- What the task asks
Please rewrite the lines from the one containing "spot the cluster of red berries." through the last line of the entries, requests included, shifting every coordinate in the answers by -71. Give only those lines.

- Provided records

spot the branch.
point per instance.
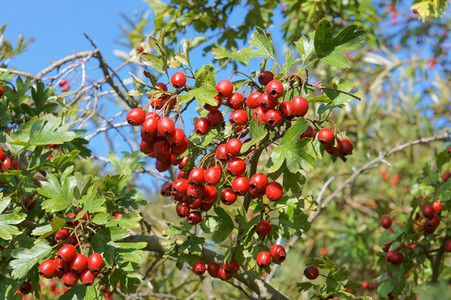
(154, 244)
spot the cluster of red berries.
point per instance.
(65, 86)
(70, 266)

- Correct response
spot the cluster of red berries.
point per instance.
(-6, 15)
(-1, 195)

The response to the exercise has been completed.